*Required tasks*.
(1) In the passage comparing LLCs and S corps, rewrite the stretch from "- Any other" through "owners or shareholders.", replacing "Internal Revenue Service" with "IRS".
(2) Name every type of entity that the passage comparing LLCs and S corps says is barred from owning an S corporation.

LLCs are responsible for paying the necessary annual filing fees, submitting the necessary reports, and renewing licenses and permits. On the other hand, S corporations are subject to more stringent ongoing requirements like keeping the bylaws up-to-date, recording minutes of meetings, holding annual shareholder meetings, paying state and federal taxes, and obtaining licenses and permits to remain in good standing.
LLC vs. S corp: Management structure
There are quite a few similarities and differences between the management structures for LLCs and S corps. So let’s take a look at that below:
LLC management structure
- LLCs may choose to have the business managed by the members, or they may choose to hire an individual outside the company to run day-to-day operations.
- LLCs need to nominate a registered agent responsible for accepting legal documentation and service of process on the company’s behalf.
S corp management structure
- S corporations need to elect a Board of Directors who will be in charge of overseeing the operations of the corporation.
- Aside from electing a Board of Directors, an S corporation will need officers and a registered agent to accept the service of process and legal documentation on the corporation’s behalf.
LLC vs. S corp: Owner structure
The ownership structure between LLCs and S corporations is significantly different. So let’s take a look at those key differences below:
- LLCs can have an unlimited number of members or owners. The owners of an LLC are also allowed to be non-US residents, non-US citizens, and U.S. citizens.
- Any other type of corporation or entity type may own an LLC, and overall, LLCs face much less regulation in terms of how they are formed and ongoing maintenance.
S corporation ownership
- The Internal Revenue Service restricts ownership of S corporations or who can be S corp owners. Therefore, S corporations cannot have more than 100 owners or shareholders.
- They cannot be owned by any person who is not a U.S. citizen or permanent resident of the U.S.
- Other types of corporate entities are not allowed to own S corporations. These restrictions include ownership by C corporations, other S corporations, business partnerships, LLCs, and sole proprietorships.
When deciding whether to form an LLC or S Corp, you need to consider all the factors mentioned above. The type of industry you’re in, the size of your company, and your business goals will also play an important role in your decision. An LLC could be a good choice if you’re planning on going with a single-owner structure with business management flexibility. In other words, an LLC structure is suitable if you want to have a simpler, smaller, and more personally managed company. However, an S corporation structure would be appropriate if your business is more complex.
Whether or not you decide to incorporate as an LLC or S corporation will depend on several factors. However, one of the main differences between single-member LLCs and S corps is that with a single-member LLC, the company’s owner reports profits and losses on their personal taxes. However, with S corporations, all the shareholders can report profits and losses on their personal taxes.

*Records*.
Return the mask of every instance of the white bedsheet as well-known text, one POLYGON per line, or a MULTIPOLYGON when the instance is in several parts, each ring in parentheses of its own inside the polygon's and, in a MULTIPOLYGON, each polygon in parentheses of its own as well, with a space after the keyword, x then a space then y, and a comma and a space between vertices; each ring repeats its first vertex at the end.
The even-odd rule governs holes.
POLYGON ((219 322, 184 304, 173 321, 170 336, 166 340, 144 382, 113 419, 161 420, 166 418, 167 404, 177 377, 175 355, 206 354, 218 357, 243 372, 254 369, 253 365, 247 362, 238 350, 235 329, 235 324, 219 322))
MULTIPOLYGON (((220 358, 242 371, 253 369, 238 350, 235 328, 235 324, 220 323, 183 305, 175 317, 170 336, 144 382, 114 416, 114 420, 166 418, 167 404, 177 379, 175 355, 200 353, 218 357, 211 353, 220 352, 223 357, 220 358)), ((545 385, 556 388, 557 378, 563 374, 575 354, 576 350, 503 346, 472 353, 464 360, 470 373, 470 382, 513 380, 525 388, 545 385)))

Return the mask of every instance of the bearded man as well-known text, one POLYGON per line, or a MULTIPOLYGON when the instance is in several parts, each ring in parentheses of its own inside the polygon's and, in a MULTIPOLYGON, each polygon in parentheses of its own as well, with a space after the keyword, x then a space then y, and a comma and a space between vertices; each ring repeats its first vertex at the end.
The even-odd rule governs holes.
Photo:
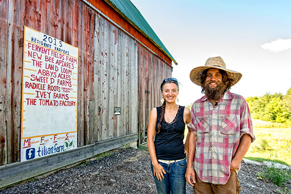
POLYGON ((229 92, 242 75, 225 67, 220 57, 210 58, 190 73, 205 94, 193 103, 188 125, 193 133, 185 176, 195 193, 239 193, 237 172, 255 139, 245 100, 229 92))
--
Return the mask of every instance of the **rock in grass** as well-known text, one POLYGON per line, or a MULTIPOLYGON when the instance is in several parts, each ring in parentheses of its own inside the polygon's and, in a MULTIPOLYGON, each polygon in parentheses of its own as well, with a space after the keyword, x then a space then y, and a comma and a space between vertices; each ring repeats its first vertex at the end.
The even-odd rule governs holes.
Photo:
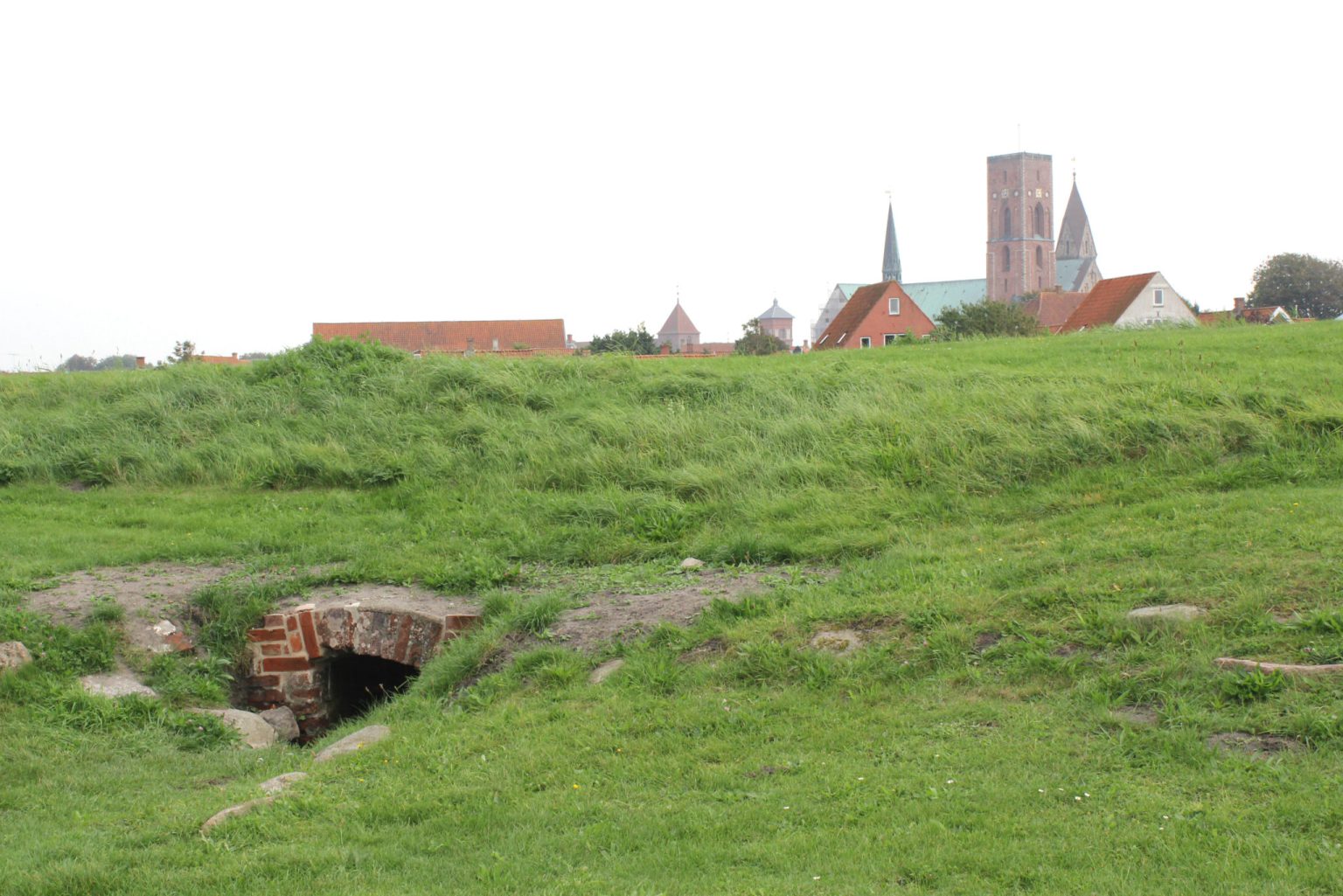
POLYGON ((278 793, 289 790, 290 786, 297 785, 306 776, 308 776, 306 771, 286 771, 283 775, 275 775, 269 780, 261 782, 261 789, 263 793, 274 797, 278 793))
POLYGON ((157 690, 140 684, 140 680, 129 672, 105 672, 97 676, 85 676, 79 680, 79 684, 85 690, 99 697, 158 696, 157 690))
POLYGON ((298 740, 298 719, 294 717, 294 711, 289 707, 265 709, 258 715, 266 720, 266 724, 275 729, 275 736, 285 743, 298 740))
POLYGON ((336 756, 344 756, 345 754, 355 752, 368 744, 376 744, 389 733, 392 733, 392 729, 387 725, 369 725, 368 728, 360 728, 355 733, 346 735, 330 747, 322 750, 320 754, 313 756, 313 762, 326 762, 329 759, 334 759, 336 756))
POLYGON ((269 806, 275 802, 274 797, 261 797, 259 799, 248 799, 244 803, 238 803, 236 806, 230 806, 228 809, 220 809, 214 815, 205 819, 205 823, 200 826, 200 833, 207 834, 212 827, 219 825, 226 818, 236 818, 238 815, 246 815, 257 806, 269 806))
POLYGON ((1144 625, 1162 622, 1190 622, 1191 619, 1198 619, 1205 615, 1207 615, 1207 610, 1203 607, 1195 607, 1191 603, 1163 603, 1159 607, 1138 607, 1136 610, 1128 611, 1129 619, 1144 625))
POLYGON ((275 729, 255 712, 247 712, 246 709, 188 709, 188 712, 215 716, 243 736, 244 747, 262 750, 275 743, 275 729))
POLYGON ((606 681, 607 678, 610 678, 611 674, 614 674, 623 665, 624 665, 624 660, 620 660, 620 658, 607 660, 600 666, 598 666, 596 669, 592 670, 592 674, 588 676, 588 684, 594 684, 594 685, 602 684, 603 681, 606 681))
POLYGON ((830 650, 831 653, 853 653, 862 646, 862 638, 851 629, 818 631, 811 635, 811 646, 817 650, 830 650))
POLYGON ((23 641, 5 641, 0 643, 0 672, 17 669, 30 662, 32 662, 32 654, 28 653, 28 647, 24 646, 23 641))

*Expected responses*.
(1)
- Any other type of corporation or entity type may own an LLC, and overall, LLCs face much less regulation in terms of how they are formed and ongoing maintenance.
S corporation ownership
- The IRS restricts ownership of S corporations or who can be S corp owners. Therefore, S corporations cannot have more than 100 owners or shareholders.

(2)
- C corporations
- other S corporations
- business partnerships
- LLCs
- sole proprietorships